### Your assignment
Reprint the lines below as they are, minus the pictures.

### Dataset
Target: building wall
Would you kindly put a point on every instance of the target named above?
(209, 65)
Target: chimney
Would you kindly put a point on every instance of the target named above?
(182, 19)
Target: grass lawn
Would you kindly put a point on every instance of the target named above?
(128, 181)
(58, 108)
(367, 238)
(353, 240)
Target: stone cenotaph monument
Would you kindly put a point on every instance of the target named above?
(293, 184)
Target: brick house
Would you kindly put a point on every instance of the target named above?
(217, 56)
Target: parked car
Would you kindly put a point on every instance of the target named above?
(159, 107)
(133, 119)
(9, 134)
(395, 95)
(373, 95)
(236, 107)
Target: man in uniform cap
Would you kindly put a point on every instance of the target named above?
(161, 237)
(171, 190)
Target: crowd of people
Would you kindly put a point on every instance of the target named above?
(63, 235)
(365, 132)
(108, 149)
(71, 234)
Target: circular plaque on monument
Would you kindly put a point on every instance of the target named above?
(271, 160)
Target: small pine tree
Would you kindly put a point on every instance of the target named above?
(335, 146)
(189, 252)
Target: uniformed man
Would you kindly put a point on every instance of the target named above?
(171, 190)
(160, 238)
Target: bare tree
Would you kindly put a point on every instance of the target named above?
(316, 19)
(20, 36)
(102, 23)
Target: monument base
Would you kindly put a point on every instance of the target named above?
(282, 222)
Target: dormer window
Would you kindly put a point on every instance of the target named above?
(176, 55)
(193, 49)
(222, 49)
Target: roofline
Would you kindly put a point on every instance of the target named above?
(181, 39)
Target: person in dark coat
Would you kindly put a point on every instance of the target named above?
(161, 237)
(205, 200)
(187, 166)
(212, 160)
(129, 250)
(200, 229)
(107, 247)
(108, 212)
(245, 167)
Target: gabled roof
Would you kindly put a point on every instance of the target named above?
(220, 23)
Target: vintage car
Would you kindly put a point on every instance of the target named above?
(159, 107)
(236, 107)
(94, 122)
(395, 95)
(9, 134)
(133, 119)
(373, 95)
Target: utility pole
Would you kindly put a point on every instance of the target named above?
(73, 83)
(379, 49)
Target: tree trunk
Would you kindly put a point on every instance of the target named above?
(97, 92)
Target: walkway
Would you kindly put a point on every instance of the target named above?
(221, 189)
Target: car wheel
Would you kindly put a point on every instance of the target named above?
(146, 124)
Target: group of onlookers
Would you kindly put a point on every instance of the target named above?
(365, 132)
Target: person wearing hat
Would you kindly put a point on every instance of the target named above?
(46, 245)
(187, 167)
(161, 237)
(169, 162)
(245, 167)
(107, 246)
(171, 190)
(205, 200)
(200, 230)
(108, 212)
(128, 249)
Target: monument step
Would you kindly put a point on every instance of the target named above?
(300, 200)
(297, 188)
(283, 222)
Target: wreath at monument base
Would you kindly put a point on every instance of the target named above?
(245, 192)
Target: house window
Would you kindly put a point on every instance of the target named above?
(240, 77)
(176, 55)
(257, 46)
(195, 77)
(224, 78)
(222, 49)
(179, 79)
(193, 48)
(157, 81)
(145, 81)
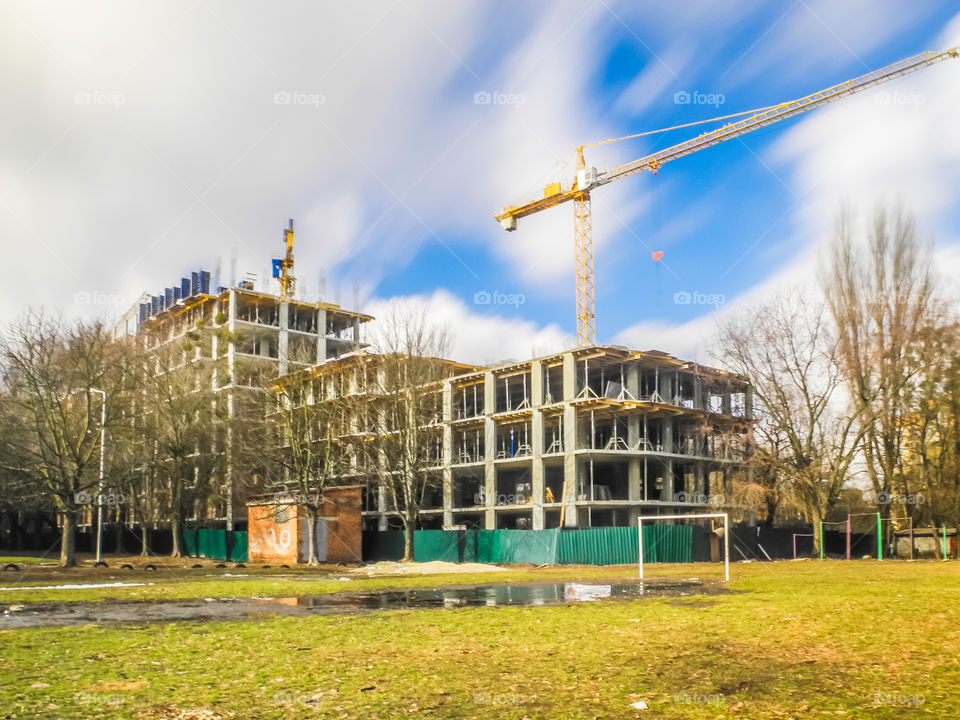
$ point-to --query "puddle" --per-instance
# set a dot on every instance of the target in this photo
(533, 594)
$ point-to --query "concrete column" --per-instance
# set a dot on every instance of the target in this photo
(536, 383)
(537, 480)
(700, 490)
(569, 377)
(382, 504)
(231, 370)
(632, 380)
(667, 493)
(321, 336)
(667, 378)
(446, 413)
(232, 327)
(569, 496)
(489, 451)
(284, 338)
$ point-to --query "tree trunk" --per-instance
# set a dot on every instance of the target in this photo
(409, 526)
(68, 540)
(176, 529)
(312, 539)
(144, 539)
(817, 529)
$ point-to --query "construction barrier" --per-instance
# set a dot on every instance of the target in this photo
(216, 544)
(582, 546)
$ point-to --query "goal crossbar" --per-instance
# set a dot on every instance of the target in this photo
(726, 535)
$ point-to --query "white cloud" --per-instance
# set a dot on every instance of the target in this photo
(479, 338)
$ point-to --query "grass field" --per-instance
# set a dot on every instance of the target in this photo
(804, 640)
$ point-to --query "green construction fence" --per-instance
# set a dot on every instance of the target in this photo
(582, 546)
(216, 544)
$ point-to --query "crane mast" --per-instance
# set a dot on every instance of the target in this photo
(288, 282)
(587, 178)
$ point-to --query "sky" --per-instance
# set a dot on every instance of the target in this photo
(141, 141)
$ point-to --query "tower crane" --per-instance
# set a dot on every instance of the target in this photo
(283, 267)
(588, 178)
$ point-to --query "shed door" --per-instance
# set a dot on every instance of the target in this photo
(321, 527)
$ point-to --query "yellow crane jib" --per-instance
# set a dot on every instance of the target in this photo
(587, 177)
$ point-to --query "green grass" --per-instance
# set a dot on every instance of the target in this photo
(801, 640)
(184, 584)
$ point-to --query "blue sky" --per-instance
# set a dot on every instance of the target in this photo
(185, 152)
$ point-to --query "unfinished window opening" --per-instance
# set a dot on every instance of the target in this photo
(603, 481)
(552, 384)
(468, 446)
(552, 483)
(468, 401)
(513, 440)
(433, 492)
(302, 350)
(514, 487)
(468, 488)
(513, 392)
(553, 434)
(258, 313)
(514, 521)
(302, 319)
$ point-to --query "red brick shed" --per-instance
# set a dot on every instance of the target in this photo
(277, 530)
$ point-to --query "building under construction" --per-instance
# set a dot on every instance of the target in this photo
(588, 437)
(593, 436)
(267, 335)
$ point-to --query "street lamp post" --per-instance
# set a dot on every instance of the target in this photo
(103, 441)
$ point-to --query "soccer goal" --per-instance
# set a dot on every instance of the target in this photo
(726, 534)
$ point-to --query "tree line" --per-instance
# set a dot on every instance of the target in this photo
(182, 441)
(858, 381)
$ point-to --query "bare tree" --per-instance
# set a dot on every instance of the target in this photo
(806, 441)
(880, 295)
(405, 401)
(183, 416)
(51, 416)
(305, 444)
(931, 457)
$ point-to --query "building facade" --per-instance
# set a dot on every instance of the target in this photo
(588, 437)
(255, 337)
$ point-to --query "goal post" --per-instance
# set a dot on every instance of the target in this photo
(694, 516)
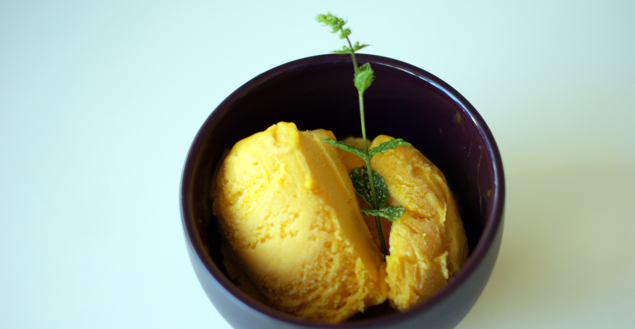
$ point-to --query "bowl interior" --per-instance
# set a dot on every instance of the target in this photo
(318, 92)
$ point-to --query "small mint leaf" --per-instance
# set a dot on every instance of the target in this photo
(364, 78)
(359, 176)
(346, 147)
(392, 213)
(357, 46)
(345, 33)
(344, 50)
(388, 145)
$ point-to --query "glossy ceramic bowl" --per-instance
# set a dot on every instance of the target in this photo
(404, 101)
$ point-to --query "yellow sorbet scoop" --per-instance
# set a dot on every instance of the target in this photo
(289, 213)
(428, 243)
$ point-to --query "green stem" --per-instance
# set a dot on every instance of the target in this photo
(367, 160)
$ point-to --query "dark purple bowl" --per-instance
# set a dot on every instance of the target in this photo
(404, 101)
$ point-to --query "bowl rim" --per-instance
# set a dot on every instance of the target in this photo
(493, 223)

### Answer box
Target: building wall
Would you kindly put a point on every instance of the target named above?
(209, 65)
Target: chimney
Would you kindly put a point on every instance of the target named above?
(182, 19)
Target: grass lawn
Would you kindly put a point on every instance of the target named above?
(128, 181)
(58, 108)
(367, 238)
(353, 240)
Target: stone cenotaph monument
Would you kindly put a point on every instance of the target named above?
(293, 184)
Target: brick house
Would you kindly put a point on every instance of the target named above?
(217, 56)
Target: parked car
Would you kindly put a point on every instance of the target named above?
(159, 107)
(133, 119)
(9, 134)
(395, 95)
(373, 95)
(236, 107)
Target: man in uniform cap
Would you kindly put a point on every instance of the target named above?
(161, 237)
(171, 190)
Target: crowd of people
Would you kindly put a point on every instance of the target named above?
(63, 235)
(365, 132)
(108, 149)
(71, 234)
Target: circular plaque on monument
Would you kindly put a point on every instance of the target named above?
(271, 160)
Target: small pine tree
Would you kindly put a point on every instance of the target named above?
(335, 146)
(189, 252)
Target: uniformed man
Would you kindly put a point on every instance of the target named above?
(171, 190)
(160, 238)
Target: bare tree
Would you kindly put a point on every instance of the target named above?
(316, 19)
(20, 36)
(102, 23)
Target: monument base
Would you kindly put a point on every instance of the target named above?
(282, 222)
Target: dormer window
Would you kindly put a point on every instance of the target named above?
(176, 55)
(193, 49)
(222, 49)
Target: roofline
Would you kindly put a point on every instance of the target named above?
(181, 39)
Target: person in dark coat
Would you kindly put a point on every instance of the target named above?
(161, 237)
(205, 200)
(187, 166)
(212, 160)
(129, 250)
(200, 229)
(107, 247)
(108, 212)
(245, 167)
Target: gabled roof
Would you kindly put a point on every instance of the target named above?
(220, 23)
Target: vintage car
Would you kindly put a point on every instance of the target named above?
(159, 107)
(236, 107)
(94, 122)
(395, 95)
(9, 134)
(133, 119)
(373, 95)
Target: utility pole
Would you kindly put a point on every instance of the target named above?
(73, 83)
(379, 49)
Target: tree trunk
Would you kindly put a point on every instance of the target named above?
(97, 92)
Target: walkway
Would you kindly put a point on every instance of the target named above?
(221, 189)
Target: car wheel
Would you kindly put a point on every instance of the target named above?
(146, 124)
Target: group of onlookers
Would you kindly put a point on every instance of the target named above?
(365, 132)
Target: person wearing hat
Would you kindly put a point on every instance of the target named above?
(46, 245)
(187, 167)
(161, 237)
(169, 162)
(245, 167)
(107, 246)
(171, 190)
(205, 200)
(200, 230)
(108, 212)
(128, 249)
Target: monument step
Would you kindly put a point on every instance of the target named above?
(300, 200)
(297, 188)
(283, 222)
Target: wreath at monument base
Would you kindly put a point on every instance of the target named above?
(245, 192)
Target: house window
Would you kindly put a point on every instance of the target named above?
(240, 77)
(176, 55)
(257, 46)
(195, 77)
(224, 78)
(222, 49)
(179, 79)
(193, 48)
(157, 81)
(145, 81)
$ point-to --query "puddle" --per-instance
# set a dot on every instance of the target in this photo
(533, 594)
$ point-to --query "concrete column" --per-instance
# set a dot on every instance of the target in this photo
(536, 383)
(537, 480)
(700, 490)
(569, 377)
(382, 504)
(231, 370)
(632, 380)
(667, 493)
(321, 336)
(667, 378)
(446, 413)
(232, 327)
(569, 496)
(489, 451)
(284, 338)
$ point-to --query "tree trunk" --per-instance
# set a dot on every instance of the target in this photo
(409, 526)
(68, 540)
(176, 529)
(312, 539)
(144, 539)
(817, 529)
$ point-to --query "construction barrier" --per-instance
# set a dot on every instance of the target in this photo
(216, 544)
(582, 546)
$ point-to --query "goal crossbar" --per-instance
# set a dot on every instance of the target in this photo
(726, 535)
$ point-to --query "white cloud" --per-instance
# set a dot on every instance of the target in this photo
(479, 338)
$ point-to --query "grass field" --per-instance
# set a dot on every instance of the target in this photo
(804, 640)
$ point-to --query "green construction fence" --per-instance
# set a dot on every instance of the target in this photo
(582, 546)
(216, 544)
$ point-to --query "crane mast" --per-instance
# set a dot on every instance of the target in this photo
(288, 282)
(587, 178)
$ point-to --query "sky" --per-instance
# set a dot on every instance of the target in this photo
(141, 141)
$ point-to --query "tower crane" --per-instance
# set a dot on every instance of the target in this photo
(283, 267)
(588, 178)
$ point-to --query "shed door" --per-instance
# set a dot on every instance of the target in this photo
(321, 527)
$ point-to --query "yellow crane jib" --per-instance
# set a dot on every instance of the target in this photo
(587, 177)
$ point-to --query "green grass" --per-instance
# set a dot on every instance of the target in this photo
(801, 640)
(184, 584)
$ point-to --query "blue sky" --per-instance
# set a dot on every instance of the target in this photo
(185, 152)
$ point-to --query "unfinished window opening" --per-instance
# set a dot on every instance of the target in this photo
(603, 481)
(552, 384)
(468, 446)
(552, 483)
(468, 401)
(513, 440)
(433, 492)
(302, 350)
(514, 487)
(468, 488)
(513, 392)
(553, 434)
(258, 313)
(514, 521)
(302, 319)
$ point-to --query "red brick shed" --per-instance
# set a dot on every instance of the target in this photo
(277, 530)
$ point-to --query "building under construction" --per-instance
# set a dot on every instance of the target in this photo
(588, 437)
(593, 436)
(267, 335)
$ point-to --query "street lamp post" --per-instance
# set a dot on every instance of the target in this photo
(103, 441)
$ point-to --query "soccer goal" --per-instance
# set a dot on every instance of the target in this photo
(726, 534)
$ point-to --query "tree line" --per-instance
# set a dot on every instance of the target in this photo
(182, 441)
(858, 381)
$ point-to --query "bare tree" --per-instance
# set a dot on every instance of the target in this photo
(806, 441)
(880, 295)
(405, 401)
(183, 416)
(51, 416)
(305, 444)
(931, 457)
$ point-to --query "building facade" --per-instance
# set a dot on every instance of the target in this photo
(588, 437)
(255, 337)
$ point-to --query "goal post" --per-instance
# set a dot on every instance of the target in this photo
(694, 516)
$ point-to --query "bowl interior" --per-instance
# set a dot on every instance of the target in this photo
(318, 92)
$ point-to --query "small mint leaf" --per-instance
# set a dot on every instance of the target in this photo
(364, 78)
(359, 176)
(346, 147)
(392, 213)
(357, 46)
(345, 33)
(344, 50)
(388, 145)
$ point-to --query "glossy ceramic bowl" --per-instance
# set a dot on every instance of the target in this photo
(404, 101)
$ point-to --query "yellow sorbet scoop" --per-instance
# set a dot on every instance of the target in this photo
(289, 213)
(428, 243)
$ point-to --query "green stem" --per-instance
# set a dot on every instance of the target in this photo
(367, 160)
$ point-to --query "dark purple bowl" --per-instance
# set a dot on every instance of the target in this photo
(404, 101)
$ point-to --query "bowl rim" --per-instance
# set a dot on every instance of the target in this photo
(493, 223)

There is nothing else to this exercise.